**Goal**
Locate every line in the material below that contains the string "baseball", matching case, and copy each of those lines.

**Input**
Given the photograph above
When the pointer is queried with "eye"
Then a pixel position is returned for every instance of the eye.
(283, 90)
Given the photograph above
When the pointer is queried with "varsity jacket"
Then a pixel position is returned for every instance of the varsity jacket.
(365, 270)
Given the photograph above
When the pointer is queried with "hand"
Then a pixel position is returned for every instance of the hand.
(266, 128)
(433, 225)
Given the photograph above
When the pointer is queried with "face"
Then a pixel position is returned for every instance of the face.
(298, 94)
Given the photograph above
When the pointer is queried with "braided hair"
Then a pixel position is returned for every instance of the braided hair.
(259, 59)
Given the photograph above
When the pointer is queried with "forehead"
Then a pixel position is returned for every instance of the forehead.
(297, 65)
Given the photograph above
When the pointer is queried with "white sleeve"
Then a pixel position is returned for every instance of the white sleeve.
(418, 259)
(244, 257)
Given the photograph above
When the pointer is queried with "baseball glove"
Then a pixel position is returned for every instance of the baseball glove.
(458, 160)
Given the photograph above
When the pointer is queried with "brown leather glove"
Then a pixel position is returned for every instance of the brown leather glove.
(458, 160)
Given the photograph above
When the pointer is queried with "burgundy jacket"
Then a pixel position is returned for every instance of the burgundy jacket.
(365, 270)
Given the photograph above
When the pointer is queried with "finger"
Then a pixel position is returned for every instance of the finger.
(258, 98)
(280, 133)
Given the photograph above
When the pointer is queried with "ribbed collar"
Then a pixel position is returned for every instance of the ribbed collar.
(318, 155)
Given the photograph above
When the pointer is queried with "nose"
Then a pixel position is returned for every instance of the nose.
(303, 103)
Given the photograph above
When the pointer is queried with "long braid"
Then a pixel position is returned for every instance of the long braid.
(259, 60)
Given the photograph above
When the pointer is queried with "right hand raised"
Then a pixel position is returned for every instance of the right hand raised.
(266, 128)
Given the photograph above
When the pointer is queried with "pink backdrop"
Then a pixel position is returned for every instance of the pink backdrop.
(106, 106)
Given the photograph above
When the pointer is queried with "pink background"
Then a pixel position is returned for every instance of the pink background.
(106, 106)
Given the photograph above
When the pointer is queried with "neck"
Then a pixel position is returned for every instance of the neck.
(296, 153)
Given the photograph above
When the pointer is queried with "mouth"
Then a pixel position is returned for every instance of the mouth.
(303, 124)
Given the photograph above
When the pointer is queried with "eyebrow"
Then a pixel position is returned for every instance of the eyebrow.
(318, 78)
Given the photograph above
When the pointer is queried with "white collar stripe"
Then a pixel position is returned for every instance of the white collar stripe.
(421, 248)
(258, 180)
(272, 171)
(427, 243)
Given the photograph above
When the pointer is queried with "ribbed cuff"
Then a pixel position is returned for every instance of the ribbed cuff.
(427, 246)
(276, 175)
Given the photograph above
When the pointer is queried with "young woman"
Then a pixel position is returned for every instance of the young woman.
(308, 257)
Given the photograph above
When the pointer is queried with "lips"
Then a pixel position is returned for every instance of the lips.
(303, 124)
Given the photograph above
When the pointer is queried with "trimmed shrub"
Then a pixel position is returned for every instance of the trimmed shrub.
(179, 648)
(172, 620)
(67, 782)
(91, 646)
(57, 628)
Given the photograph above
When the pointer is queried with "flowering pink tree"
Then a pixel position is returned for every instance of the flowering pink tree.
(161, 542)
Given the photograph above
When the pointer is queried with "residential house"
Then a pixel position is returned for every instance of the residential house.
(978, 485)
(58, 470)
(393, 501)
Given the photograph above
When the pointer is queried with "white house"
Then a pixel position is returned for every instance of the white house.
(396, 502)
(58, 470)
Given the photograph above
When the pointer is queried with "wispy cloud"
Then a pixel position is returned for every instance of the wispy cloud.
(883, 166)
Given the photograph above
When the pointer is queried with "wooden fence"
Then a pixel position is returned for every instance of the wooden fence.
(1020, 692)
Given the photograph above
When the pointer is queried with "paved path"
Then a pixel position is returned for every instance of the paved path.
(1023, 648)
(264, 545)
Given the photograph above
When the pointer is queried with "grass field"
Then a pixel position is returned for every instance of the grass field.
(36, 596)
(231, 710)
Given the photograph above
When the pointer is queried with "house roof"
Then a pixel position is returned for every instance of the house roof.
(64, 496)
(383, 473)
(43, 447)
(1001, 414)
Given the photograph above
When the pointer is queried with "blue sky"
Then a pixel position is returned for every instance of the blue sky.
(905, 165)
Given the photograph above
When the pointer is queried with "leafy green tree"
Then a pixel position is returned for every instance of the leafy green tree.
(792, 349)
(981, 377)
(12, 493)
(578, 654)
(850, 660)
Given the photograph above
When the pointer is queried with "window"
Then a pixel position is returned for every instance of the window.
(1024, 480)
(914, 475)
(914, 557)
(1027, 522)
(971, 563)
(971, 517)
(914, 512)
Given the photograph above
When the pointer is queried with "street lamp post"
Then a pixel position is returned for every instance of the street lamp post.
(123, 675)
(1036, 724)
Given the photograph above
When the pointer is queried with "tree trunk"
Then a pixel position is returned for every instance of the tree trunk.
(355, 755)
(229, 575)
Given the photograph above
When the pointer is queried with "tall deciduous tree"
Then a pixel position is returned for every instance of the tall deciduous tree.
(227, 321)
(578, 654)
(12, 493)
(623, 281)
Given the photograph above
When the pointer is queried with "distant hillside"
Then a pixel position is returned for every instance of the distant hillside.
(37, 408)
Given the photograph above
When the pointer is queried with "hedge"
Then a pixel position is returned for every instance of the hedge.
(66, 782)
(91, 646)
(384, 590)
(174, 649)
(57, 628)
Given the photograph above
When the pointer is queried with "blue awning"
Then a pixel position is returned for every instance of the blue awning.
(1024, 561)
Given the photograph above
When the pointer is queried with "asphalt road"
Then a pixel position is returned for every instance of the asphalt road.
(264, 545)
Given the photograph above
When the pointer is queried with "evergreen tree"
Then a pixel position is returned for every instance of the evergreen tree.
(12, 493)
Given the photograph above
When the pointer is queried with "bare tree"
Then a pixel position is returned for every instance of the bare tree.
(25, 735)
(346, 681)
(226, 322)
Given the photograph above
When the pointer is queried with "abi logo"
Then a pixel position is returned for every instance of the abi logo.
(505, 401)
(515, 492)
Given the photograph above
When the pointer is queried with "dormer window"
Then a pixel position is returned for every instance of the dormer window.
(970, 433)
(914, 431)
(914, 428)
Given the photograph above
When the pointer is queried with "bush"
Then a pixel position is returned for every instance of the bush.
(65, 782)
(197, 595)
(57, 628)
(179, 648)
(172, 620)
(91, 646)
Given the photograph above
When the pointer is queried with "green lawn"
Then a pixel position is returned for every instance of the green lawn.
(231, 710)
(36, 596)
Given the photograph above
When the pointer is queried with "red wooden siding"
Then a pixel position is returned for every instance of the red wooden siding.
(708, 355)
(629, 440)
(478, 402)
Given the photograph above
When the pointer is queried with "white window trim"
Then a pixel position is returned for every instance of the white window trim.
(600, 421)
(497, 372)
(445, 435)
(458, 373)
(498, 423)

**Output for this exercise**
When the pointer is queried with "baseball glove"
Then a pixel position is returned for every instance of the baseball glove.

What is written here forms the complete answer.